§ Activity
Rewrite the section of the trauma stabilization text that begins with "There are distinct" and ends with "and effective way.", putting "patients" in place of "clients".

§ Source document
Segment Open

The Mekong I project wanted to consider the impact of trauma stabilisation as a sole treatment intervention in PTSD. Research supports the activation of the patients’ strength and resources as an important change mechanism in psychotherapy [26, 27, 28]. Especially with complex cases following childhood abuse, trauma-specific stabilisation has a prominent role. It includes techniques of attention focussing, the focussed use of imaginative distancing techniques and the use of resource activating techniques [20, 29]. Techniques of attention refocusing direct the attention away from the traumatic internal experience toward stimuli of the external (neutral or positive) reality resulting in reduced distress. Imaginative distance techniques aim at reducing the traumatic affect and enhancing the feeling of control and safety. Imagination techniques well established are the “container” technique and the “safe place” exercise [20, 29, 30]. Resource activation is based on the principle that positive emotions can reduce the impact of negative emotions [31]. Resources can be activated through imagination evoking positive memories, personal successes, positive relationships and role models [29, 32, 33].

The content of trauma stabilisation taught in the Mekong I training is included in the treatment manual of Wöller and H. Mattheß [34] for Resource-oriented trauma therapy combined with EMDR resource installation - ROTATE. ROTATE itself is not a form of Trauma Stabilisation – but instead a manualisation of a multitude of different trauma stabilisation techniques, strategies and interventions. The approach aims at strengthening resilience and coping capacities by activating positive personal resources within a secure therapeutic relationship. A variety of imaginative resource-activating methods are included and based on a framework informed by affective neuroscience, resilience research, and attachment theory. Despite containing EMDR therapy elements and techniques, trauma stabilisation does not involve trauma confrontation or working with trauma memories. A RCT has shown that symptoms of PTSD and other co-morbid trauma-related symptoms (like depression and anxiety) can be effectively reduced using trauma stabilisation interventions as outlined in the ROTATE manual and subsequent research study [35, 36].

There are distinct advantages to trauma stabilisation as a specific intervention - it can be safely applied, is language-independent and flexible and thus culturally adaptable and especially suitable for clients in non-Western societies. One important aspect for its use in the Mekong I Project is the ease in which knowledge transfer – training, can take place. This enables broad dissemination in severely affected countries and the treatment of a vast number of trauma survivors in a safe and effective way.

Segment Closed

§ Data extracts
Segment Open

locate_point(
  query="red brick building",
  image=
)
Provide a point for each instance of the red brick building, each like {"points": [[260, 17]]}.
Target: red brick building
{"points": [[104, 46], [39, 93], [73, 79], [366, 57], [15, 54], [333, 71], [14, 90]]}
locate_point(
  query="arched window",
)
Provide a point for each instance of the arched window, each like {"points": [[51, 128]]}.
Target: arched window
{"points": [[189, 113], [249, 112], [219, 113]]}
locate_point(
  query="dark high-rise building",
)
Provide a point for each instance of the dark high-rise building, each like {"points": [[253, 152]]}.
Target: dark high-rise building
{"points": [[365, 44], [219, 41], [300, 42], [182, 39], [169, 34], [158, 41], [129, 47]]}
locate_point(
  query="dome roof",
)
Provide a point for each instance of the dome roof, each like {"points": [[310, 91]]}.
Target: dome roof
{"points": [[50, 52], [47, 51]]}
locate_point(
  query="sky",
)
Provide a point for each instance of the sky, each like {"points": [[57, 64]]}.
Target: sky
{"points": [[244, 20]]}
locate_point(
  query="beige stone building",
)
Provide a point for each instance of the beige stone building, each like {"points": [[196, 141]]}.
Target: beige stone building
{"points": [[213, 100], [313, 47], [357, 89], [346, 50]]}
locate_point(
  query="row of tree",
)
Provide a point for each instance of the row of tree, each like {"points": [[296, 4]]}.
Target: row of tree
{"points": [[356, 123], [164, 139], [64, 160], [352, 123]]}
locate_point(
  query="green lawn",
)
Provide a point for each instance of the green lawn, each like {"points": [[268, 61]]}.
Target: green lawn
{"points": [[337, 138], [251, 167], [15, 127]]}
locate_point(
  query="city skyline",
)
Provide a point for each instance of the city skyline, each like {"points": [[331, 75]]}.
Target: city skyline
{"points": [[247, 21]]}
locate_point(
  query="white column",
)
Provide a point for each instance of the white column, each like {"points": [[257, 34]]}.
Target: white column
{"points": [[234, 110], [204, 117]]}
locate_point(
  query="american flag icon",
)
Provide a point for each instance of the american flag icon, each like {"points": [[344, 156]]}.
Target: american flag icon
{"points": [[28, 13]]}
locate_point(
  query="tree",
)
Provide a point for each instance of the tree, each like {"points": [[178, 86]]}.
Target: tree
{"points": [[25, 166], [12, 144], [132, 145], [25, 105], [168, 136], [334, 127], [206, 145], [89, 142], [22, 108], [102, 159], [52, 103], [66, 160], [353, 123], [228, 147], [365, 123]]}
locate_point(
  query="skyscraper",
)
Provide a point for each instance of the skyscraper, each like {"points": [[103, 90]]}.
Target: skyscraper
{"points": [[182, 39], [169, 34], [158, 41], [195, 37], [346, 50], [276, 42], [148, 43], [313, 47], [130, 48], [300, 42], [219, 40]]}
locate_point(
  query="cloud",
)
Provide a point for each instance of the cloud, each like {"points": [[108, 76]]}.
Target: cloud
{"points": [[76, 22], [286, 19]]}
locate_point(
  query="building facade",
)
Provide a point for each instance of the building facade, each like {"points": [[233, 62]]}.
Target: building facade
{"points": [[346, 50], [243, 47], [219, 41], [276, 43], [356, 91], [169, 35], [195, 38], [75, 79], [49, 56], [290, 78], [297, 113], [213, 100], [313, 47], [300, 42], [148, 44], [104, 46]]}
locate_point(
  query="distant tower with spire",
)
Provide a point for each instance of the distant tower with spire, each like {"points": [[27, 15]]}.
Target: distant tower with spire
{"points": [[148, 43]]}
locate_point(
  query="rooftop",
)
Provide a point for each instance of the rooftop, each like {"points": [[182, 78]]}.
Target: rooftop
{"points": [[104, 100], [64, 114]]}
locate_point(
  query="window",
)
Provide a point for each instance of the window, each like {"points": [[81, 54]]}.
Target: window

Segment Closed

§ Solved problem
There are distinct advantages to trauma stabilisation as a specific intervention - it can be safely applied, is language-independent and flexible and thus culturally adaptable and especially suitable for patients in non-Western societies. One important aspect for its use in the Mekong I Project is the ease in which knowledge transfer – training, can take place. This enables broad dissemination in severely affected countries and the treatment of a vast number of trauma survivors in a safe and effective way.